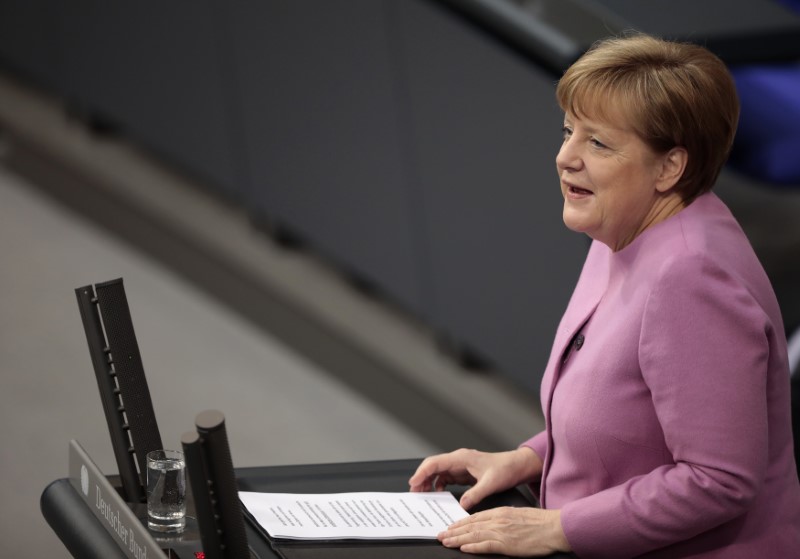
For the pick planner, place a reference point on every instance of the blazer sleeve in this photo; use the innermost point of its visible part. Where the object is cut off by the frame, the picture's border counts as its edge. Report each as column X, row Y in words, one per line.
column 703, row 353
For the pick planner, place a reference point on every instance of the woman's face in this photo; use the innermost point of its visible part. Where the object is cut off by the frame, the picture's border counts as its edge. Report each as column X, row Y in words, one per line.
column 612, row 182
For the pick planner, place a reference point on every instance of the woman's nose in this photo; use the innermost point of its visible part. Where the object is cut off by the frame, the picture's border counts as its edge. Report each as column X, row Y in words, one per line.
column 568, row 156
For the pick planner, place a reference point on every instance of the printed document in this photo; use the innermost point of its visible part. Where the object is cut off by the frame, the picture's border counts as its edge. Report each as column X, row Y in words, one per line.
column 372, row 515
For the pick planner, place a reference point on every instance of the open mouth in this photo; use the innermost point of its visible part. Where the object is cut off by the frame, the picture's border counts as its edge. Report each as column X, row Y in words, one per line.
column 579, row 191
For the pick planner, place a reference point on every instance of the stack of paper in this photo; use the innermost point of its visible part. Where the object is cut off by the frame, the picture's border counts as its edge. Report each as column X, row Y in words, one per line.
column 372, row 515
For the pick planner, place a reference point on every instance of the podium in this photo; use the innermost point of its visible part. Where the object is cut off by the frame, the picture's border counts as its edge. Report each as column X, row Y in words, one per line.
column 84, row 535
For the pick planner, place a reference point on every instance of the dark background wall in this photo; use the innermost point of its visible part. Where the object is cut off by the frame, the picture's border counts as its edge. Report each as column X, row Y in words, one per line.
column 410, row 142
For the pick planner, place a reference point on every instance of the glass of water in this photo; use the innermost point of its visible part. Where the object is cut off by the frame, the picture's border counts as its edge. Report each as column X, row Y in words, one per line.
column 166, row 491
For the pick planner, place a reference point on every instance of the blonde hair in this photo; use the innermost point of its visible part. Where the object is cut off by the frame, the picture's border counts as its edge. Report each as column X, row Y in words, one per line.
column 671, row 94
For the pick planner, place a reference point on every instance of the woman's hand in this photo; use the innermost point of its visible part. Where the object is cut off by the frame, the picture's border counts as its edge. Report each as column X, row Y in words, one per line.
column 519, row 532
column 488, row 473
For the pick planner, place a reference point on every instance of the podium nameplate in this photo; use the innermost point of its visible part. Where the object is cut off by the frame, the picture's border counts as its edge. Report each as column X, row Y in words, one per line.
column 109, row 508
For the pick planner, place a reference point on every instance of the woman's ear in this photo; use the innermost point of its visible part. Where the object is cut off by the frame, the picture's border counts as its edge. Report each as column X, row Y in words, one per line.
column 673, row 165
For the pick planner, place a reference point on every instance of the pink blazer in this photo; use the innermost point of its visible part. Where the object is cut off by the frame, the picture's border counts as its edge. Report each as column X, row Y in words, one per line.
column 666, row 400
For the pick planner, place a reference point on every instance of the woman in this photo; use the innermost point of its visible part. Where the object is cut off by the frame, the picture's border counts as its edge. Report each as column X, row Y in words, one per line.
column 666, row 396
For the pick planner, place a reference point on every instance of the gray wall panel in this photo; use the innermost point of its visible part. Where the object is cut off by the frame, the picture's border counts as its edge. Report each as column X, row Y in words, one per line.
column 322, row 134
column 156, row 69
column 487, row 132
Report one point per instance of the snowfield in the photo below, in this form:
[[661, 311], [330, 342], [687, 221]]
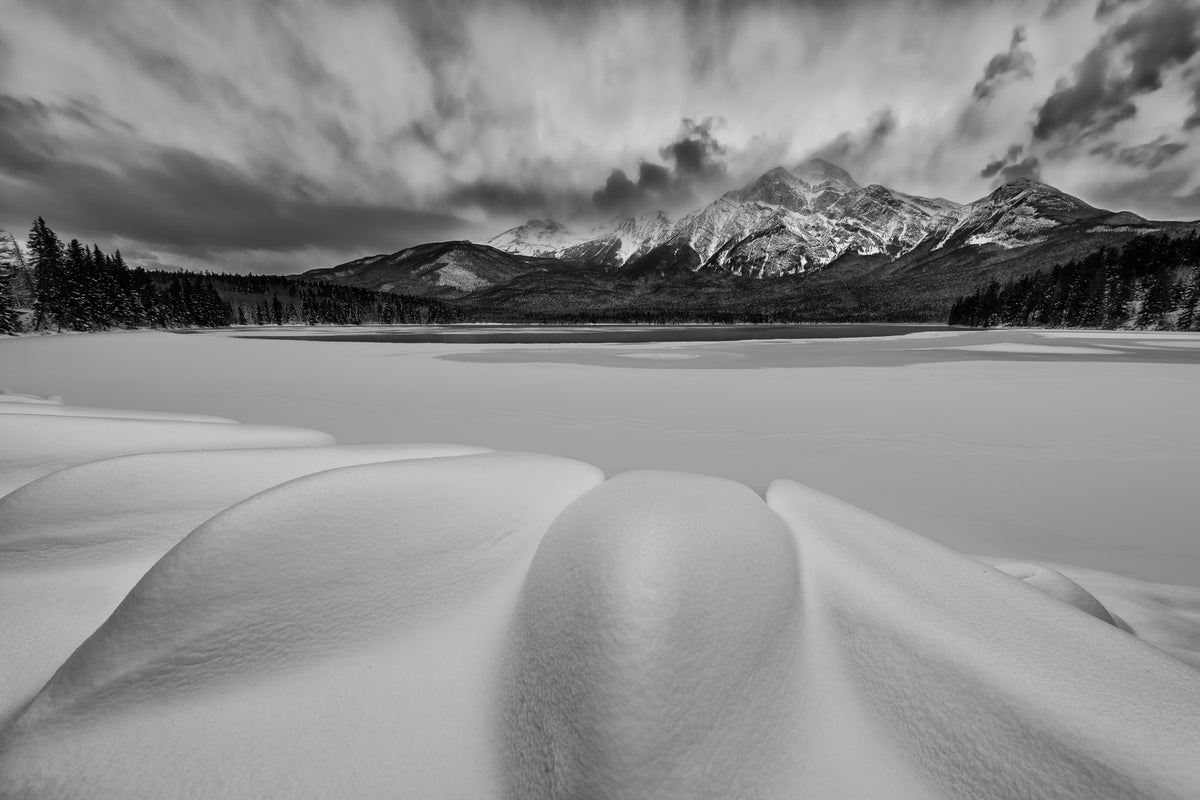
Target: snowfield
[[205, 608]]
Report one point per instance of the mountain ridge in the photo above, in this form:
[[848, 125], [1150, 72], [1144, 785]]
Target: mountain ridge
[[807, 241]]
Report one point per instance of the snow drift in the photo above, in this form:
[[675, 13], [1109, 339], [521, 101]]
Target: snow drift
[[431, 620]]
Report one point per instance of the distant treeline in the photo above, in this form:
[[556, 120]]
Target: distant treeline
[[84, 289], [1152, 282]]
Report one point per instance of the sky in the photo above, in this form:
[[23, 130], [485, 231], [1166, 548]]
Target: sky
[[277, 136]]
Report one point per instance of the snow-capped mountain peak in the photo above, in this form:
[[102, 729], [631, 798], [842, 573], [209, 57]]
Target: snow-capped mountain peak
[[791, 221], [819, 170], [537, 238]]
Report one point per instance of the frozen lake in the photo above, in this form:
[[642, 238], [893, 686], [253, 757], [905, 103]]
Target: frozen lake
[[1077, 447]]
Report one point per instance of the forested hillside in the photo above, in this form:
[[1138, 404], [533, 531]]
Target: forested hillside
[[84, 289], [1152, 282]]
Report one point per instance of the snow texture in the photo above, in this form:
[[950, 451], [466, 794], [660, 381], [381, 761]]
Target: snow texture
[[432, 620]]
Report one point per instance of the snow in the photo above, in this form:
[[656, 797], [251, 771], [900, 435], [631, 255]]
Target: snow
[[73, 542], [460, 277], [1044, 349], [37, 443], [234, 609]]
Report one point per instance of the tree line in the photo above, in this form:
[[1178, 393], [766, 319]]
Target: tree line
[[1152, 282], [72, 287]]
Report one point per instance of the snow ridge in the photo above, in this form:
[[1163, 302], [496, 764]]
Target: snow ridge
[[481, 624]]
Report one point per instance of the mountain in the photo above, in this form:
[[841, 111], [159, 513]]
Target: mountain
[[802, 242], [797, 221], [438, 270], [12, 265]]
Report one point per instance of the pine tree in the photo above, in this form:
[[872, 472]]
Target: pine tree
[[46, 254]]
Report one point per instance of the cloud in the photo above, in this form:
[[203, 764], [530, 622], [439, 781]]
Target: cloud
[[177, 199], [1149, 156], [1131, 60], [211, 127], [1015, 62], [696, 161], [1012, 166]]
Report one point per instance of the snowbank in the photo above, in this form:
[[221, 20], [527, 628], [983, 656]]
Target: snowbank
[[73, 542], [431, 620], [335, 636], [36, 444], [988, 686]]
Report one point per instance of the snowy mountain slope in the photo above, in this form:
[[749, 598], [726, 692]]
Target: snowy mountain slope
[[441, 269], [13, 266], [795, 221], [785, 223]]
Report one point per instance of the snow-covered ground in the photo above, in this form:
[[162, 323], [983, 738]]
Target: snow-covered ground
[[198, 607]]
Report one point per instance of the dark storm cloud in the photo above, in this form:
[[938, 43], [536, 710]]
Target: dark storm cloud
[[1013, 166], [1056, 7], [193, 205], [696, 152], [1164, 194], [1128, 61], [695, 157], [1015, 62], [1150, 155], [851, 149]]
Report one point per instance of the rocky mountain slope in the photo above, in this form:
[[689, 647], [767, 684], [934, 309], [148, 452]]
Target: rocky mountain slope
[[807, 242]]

● ● ● ●

**Short exercise**: Images must not appear in the copy; reproduce everything else in the records verbatim.

**Final result**:
For the pick planner, place a reference point on every instance of the blazer sleeve in this photo; use the innermost point of its visible part. Where the object is cut off by the frame, the picture's border counts as its edge. Report each as column X, row Y in words, one per line.
column 703, row 353
For the pick planner, place a reference point on every instance of the woman's face in this photo; use the innermost point of its visible part. Where the object is cut off by the frame, the picture's border counts as its edge. Report each as column X, row Y in words, one per line.
column 612, row 182
For the pick planner, place a reference point on every instance of the woman's nose in this photo; use the innermost point of its visible part. Where the object is cut off by the frame, the picture's border counts as its edge. Report each as column X, row Y in words, one per line.
column 568, row 156
For the pick planner, place a reference point on every instance of the printed document in this photo; use the innermost point of its visible part. Where the object is cut off by the frame, the picture's border counts as its edge. Report each as column X, row Y in words, one per line.
column 372, row 515
For the pick planner, place a reference point on every instance of the open mouth in this photo; use the innermost point of its visible part. Where the object is cut off by the frame, the picture's border counts as its edge. Report each as column X, row Y in words, one per line.
column 579, row 191
For the pick planner, place a reference point on every instance of the stack of paper in this photo; use the innermost point of its visible part. Where the object is cut off by the frame, the picture's border counts as its edge. Report each as column X, row Y in words, one per line.
column 372, row 515
For the pick planner, place a reference point on every instance of the podium in this photo; use the innermost point of its visible part. Where the object is cut off by the frame, the picture's border counts as its edge. Report each as column X, row Y in words, one per line.
column 84, row 535
For the pick planner, place a reference point on every instance of the dark background wall in this photo; use the innermost point of its visible part. Where the object is cut off by the frame, the picture's border counts as its edge. Report each as column X, row Y in words, one per line.
column 410, row 142
For the pick planner, place a reference point on every instance of the glass of water in this photo; use the innermost point of its visible part. Where the object is cut off by the frame, the picture's border counts as its edge. Report each as column X, row Y in words, one per line.
column 166, row 491
For the pick planner, place a reference point on every instance of the blonde hair in this photo; use the innermost point of its visible part. Where the object is cut off by the frame, the picture's border counts as its edge. Report each as column X, row Y in words, one per line.
column 671, row 94
For the pick planner, place a reference point on every instance of the woman's hand in this photo; use the innermost point of its visible part. Where the object is cut off by the frame, the picture's border counts as its edge. Report each as column X, row Y in words, one per line.
column 519, row 532
column 488, row 473
For the pick planner, place a reference point on every instance of the podium nameplate in this photo; use the innermost point of its visible part. Where the object is cut off by the frame, the picture's border counts as its edge. Report each as column X, row Y in words, one per line.
column 109, row 508
For the pick planner, place a reference point on every instance of the woman's ear in this photo; use the innermost point of its visible part. Where the object is cut off by the frame, the picture's border counts as its edge. Report each as column X, row Y in words, one per line.
column 673, row 165
For the pick planner, place a reference point on every instance of the pink blazer in this photo; use the innermost point of its visible part. Where the object is cut off by the frame, the picture's border counts as its edge. Report each as column X, row Y in words, one per line.
column 666, row 400
For the pick planner, place a reference point on every instance of the woman in this photo; use the innermost point of its visible part. Where the object is cut off by the frame, the picture's border counts as its edge. Report each as column X, row Y in words, one per line.
column 666, row 396
For the pick planner, place a reference point on every instance of the gray wall panel in this photo; use the innermost point of its visible part. Where the object is cut off by the frame, the picture's border counts as its edge. Report each as column X, row Y in words, one per line.
column 322, row 134
column 156, row 69
column 487, row 132
Report one point per instance of the snowfield in the photo below, in this form:
[[661, 311], [330, 342], [687, 221]]
Target: snowfield
[[205, 608]]
Report one point per instance of the mountain ridge in the photo above, in this form:
[[848, 125], [1150, 72], [1144, 785]]
Target: mountain ridge
[[807, 241]]
Report one point per instance of the snow drift in the photo above, in this form:
[[675, 13], [1109, 339], [521, 101]]
Target: snow drift
[[431, 620]]
Report one point per instance of the distant treeline in the photo above, in this form:
[[556, 120]]
Target: distant treeline
[[84, 289], [1152, 282]]
Report one point per instance of the sky in the photo above, in this form:
[[23, 130], [485, 231], [1166, 548]]
Target: sky
[[277, 136]]
Report one point per instance of the snow-capped mountain peak in the photo above, in this form:
[[102, 729], [631, 798], [842, 573], [209, 57]]
Target: snow-capped mountain peak
[[791, 221], [819, 170], [537, 238]]
Report one point per instance of the frozen lake in the photo above, in this form:
[[642, 238], [893, 686], [253, 757], [905, 103]]
Target: frozen lake
[[1077, 447]]
Report one point per instance of the forested hillside in the photo above, in this form:
[[1138, 404], [533, 531]]
Target: forested hillside
[[84, 289], [1152, 282]]
Report one point per instance of the snow texture in the photo above, in this form:
[[950, 451], [466, 794], [660, 381], [381, 761]]
Target: snow texture
[[432, 620]]
Report one point per instance of the snow in the photo above, in this form:
[[656, 797], [251, 771], [900, 435], [631, 255]]
Target: snow
[[73, 542], [460, 277], [1044, 349], [37, 443], [234, 609]]
Report one point per instance of the tree line in the photo above, in this form:
[[1178, 393], [766, 319]]
Target: tree line
[[1152, 282], [72, 287]]
Report one point per instance of the snow ridge in the photo above, in this form:
[[1163, 302], [496, 764]]
Target: snow ridge
[[481, 624]]
Report one point per instance of the mountain in the photo above, in this form:
[[841, 111], [159, 513]]
Target: mountain
[[802, 242], [797, 221], [438, 270], [12, 265]]
Report one point per instance of the pine tree in the photo above, in this form:
[[872, 472]]
Target: pine tree
[[46, 254]]
Report one point per instance of the cloud in the photo above, in this form:
[[203, 764], [530, 622], [439, 781]]
Target: cloud
[[177, 199], [1149, 156], [1131, 60], [211, 127], [1015, 62], [696, 161], [1012, 166]]
Report one point per instance of the snowbank in the photo above, in this form:
[[221, 20], [527, 628], [983, 656]]
Target: snowbank
[[73, 542], [431, 620], [335, 636], [36, 444], [988, 686]]
Report one point per instance of the snowy mountain slope in the photo above, in this form:
[[749, 598], [726, 692]]
Target: snowy mountain slope
[[441, 269], [13, 266], [795, 221], [785, 223]]
Report one point per instance of the snow-covered ground in the photo above, in this form:
[[162, 323], [983, 738]]
Target: snow-covered ground
[[198, 607]]
Report one point per instance of the dark storm cloud in the photo above, in this form:
[[938, 43], [536, 710]]
Target: dark storm cloud
[[1013, 166], [1056, 7], [193, 205], [696, 152], [1164, 194], [1128, 61], [695, 157], [1015, 62], [1150, 155], [851, 149]]
Report one point per instance of the rocky mountain slope in the photo above, in this form:
[[689, 647], [767, 684], [934, 309], [148, 452]]
Target: rocky mountain slope
[[807, 242]]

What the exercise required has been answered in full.